**EXERCISE INSTRUCTIONS**
Although the data below holds other lines too, output only those from the line with "positive clicks: (191, 201)" up to and including the line with "positive clicks: (697, 448)", exactly as they appear.

**RECORDS TO PROCESS**
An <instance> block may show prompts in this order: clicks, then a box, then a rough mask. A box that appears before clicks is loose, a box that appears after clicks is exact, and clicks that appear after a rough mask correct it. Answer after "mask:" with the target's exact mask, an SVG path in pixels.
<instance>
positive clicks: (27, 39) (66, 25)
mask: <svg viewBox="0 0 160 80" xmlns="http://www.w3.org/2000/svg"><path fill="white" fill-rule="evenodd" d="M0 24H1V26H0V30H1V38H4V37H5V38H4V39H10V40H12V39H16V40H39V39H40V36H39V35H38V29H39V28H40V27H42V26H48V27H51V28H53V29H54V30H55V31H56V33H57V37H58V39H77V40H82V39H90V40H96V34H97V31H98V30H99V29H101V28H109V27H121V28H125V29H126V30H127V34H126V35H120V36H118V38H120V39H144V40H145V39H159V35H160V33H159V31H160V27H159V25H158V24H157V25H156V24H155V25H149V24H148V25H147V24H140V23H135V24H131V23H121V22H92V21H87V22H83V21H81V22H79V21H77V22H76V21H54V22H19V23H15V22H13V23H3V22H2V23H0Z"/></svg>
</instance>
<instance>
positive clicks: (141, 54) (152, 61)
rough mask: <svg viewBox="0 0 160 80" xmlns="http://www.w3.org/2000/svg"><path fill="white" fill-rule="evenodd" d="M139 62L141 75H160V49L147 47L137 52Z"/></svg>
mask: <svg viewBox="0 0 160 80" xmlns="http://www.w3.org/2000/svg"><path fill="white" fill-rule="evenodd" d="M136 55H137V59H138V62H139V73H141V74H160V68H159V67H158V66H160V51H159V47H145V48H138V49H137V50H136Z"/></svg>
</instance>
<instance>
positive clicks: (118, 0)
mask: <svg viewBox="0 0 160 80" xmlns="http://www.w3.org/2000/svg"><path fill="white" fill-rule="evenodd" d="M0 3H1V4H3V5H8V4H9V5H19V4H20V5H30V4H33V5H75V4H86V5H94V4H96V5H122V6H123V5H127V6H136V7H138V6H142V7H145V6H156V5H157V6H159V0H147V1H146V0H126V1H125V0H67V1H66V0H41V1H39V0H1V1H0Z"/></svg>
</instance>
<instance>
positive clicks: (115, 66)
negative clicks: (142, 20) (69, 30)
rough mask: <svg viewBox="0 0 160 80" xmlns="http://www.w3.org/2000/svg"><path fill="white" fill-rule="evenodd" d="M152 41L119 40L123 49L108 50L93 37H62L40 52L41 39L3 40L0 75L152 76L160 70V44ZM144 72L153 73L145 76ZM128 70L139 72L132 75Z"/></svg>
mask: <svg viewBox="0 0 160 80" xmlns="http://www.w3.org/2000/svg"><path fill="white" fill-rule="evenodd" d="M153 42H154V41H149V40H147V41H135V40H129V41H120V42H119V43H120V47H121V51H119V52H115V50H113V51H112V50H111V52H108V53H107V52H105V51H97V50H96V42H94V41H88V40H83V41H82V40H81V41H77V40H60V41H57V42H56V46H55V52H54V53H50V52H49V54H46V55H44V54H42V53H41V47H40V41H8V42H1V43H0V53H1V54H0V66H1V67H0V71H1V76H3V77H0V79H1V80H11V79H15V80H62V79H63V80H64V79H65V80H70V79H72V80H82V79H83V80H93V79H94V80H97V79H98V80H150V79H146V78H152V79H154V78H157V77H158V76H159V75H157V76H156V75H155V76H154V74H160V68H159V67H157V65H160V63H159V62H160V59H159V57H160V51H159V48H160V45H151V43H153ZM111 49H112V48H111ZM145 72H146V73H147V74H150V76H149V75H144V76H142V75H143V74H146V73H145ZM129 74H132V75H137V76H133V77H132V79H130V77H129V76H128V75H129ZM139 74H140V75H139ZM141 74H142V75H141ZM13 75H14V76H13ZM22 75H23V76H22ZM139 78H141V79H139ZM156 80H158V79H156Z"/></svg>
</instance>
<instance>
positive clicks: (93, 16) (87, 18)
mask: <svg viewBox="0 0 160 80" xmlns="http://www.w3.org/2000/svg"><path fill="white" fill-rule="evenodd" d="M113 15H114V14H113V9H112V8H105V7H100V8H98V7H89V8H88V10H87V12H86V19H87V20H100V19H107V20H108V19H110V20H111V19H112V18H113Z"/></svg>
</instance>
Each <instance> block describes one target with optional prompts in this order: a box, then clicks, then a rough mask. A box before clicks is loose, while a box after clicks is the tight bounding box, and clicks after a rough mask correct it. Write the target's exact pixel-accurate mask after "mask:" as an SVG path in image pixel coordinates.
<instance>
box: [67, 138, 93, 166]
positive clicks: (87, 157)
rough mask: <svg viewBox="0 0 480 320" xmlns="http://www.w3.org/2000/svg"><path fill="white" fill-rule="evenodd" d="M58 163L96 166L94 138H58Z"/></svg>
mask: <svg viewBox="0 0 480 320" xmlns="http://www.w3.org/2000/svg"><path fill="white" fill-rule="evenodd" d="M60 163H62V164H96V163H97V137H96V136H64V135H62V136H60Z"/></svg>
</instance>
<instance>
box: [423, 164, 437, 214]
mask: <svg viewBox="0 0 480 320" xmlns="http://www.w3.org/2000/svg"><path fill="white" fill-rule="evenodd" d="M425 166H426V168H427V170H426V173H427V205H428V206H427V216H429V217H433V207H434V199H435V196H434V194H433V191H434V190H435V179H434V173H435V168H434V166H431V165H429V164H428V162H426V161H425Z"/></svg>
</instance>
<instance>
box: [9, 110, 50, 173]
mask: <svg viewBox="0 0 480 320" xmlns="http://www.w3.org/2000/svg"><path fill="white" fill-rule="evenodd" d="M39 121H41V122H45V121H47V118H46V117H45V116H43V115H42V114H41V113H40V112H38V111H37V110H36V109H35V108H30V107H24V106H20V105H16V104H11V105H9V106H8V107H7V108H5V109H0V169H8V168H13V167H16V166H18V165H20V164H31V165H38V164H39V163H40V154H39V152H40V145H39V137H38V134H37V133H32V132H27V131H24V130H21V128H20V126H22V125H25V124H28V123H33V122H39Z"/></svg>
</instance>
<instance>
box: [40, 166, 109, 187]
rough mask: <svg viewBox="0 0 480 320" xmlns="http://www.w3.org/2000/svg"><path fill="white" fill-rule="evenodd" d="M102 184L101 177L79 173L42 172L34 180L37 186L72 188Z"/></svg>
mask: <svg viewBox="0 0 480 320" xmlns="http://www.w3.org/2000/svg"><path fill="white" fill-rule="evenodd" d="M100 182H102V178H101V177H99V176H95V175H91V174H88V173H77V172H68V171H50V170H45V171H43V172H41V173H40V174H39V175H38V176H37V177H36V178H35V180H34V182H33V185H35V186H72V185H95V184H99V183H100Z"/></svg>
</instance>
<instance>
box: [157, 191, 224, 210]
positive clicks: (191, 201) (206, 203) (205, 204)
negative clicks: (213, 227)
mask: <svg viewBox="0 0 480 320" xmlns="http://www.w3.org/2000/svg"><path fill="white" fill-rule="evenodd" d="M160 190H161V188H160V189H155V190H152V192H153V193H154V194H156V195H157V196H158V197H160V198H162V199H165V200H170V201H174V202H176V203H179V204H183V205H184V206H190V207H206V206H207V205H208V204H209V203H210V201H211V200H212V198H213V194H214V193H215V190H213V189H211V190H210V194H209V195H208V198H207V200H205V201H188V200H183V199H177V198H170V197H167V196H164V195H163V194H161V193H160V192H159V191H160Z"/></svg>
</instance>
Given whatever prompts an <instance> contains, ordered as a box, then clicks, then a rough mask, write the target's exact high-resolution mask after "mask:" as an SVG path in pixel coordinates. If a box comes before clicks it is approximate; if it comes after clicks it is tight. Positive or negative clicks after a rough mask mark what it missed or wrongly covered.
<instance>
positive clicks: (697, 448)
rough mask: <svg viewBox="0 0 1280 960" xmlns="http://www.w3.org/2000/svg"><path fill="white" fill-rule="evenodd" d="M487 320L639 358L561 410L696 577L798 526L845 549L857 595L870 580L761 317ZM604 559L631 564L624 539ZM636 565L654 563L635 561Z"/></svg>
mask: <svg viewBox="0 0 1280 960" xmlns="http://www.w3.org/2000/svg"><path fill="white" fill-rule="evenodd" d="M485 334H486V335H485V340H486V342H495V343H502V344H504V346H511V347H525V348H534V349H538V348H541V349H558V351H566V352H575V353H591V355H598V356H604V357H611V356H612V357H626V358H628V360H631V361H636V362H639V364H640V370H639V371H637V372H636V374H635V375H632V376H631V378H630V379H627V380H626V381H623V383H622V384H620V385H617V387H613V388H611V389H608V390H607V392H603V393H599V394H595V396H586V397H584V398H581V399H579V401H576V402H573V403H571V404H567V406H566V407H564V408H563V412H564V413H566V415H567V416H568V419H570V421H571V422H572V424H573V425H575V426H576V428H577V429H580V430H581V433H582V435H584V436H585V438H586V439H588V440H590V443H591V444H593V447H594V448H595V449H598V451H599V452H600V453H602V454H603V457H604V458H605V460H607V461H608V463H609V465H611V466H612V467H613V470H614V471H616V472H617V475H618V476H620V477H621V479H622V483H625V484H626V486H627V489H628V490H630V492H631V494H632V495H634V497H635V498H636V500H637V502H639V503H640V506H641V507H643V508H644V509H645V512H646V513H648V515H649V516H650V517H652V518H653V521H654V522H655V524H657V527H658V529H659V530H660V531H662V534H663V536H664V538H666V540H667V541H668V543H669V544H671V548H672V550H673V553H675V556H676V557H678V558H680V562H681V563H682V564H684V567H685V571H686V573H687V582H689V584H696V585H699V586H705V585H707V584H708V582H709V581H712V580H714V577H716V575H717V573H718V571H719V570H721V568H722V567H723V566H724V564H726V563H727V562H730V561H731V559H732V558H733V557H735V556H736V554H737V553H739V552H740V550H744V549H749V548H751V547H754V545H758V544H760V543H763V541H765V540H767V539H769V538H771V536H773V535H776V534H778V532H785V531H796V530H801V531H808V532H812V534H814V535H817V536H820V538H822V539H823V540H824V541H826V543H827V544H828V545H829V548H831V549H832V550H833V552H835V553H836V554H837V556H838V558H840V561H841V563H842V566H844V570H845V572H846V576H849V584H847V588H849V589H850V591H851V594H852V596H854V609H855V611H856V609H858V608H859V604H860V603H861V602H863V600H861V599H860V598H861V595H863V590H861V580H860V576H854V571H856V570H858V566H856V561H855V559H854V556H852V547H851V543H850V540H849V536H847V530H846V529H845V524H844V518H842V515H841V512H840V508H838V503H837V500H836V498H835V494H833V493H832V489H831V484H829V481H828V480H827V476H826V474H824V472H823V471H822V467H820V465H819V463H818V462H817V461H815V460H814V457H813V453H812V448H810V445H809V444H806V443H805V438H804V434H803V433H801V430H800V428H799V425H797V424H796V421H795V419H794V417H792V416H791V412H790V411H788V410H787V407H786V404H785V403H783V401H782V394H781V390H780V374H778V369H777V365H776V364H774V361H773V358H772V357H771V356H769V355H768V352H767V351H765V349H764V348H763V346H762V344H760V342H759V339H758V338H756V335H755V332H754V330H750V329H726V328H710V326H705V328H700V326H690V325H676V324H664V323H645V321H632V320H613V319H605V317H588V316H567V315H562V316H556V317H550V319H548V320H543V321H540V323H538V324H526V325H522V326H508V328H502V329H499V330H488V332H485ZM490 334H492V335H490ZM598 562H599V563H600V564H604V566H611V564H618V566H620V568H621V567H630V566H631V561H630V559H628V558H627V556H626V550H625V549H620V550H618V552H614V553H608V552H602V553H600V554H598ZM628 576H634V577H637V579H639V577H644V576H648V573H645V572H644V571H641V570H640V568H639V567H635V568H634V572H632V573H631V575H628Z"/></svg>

**EXERCISE ANSWER**
positive clicks: (191, 201) (206, 203) (205, 204)
negative clicks: (213, 227)
mask: <svg viewBox="0 0 480 320" xmlns="http://www.w3.org/2000/svg"><path fill="white" fill-rule="evenodd" d="M160 190H161V188H160V189H155V190H152V192H153V193H154V194H156V195H157V196H158V197H160V198H162V199H165V200H170V201H174V202H176V203H179V204H183V205H184V206H190V207H206V206H207V205H208V204H209V203H210V201H211V200H212V198H213V194H214V193H215V190H213V189H211V190H210V194H209V195H208V198H207V200H205V201H188V200H183V199H177V198H170V197H167V196H164V195H163V194H161V193H160V192H159V191H160Z"/></svg>
</instance>
Given whatever prompts an <instance> contains, ordered as a box, then clicks, then a rough mask, write the target's exact high-resolution mask after "mask:" as an SVG path in pixel coordinates. If a box comes before clicks it is approximate; if it comes after clicks it is tight. Positive or negative clicks after a rough mask mark what it missed or wrongly covered.
<instance>
positive clicks: (697, 448)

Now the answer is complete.